*Instructions to follow*
Copy each line of the records that contains the word "flowing".

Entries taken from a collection
━━━

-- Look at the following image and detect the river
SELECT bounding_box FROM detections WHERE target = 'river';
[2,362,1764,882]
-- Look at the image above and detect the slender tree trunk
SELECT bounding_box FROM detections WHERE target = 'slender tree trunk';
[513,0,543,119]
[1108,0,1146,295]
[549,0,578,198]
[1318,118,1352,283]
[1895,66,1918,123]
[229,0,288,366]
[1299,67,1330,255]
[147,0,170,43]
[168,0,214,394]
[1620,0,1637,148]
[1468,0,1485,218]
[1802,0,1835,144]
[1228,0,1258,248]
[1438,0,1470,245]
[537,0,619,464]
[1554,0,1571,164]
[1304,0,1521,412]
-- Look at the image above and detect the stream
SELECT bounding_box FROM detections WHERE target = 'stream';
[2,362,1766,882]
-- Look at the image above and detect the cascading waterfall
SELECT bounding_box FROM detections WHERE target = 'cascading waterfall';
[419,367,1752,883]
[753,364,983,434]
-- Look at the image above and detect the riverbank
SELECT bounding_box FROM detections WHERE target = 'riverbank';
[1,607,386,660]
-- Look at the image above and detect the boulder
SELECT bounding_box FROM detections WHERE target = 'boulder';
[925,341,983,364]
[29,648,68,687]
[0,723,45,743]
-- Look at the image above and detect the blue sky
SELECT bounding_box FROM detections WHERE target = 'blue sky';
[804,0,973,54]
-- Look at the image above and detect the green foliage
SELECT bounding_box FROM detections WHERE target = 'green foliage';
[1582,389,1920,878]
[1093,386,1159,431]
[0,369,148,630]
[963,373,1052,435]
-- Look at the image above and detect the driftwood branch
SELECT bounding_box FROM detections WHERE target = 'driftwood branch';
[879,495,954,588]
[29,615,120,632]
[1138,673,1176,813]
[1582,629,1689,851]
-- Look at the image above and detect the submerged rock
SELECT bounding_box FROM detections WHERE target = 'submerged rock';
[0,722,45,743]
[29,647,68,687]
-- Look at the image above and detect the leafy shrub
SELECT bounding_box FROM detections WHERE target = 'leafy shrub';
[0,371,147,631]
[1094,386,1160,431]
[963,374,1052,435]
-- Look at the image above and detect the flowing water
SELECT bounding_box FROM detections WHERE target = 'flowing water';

━━━

*Solution to the exercise*
-- Look at the image above and detect the flowing water
SELECT bounding_box FROM detections WHERE target = 'flowing water';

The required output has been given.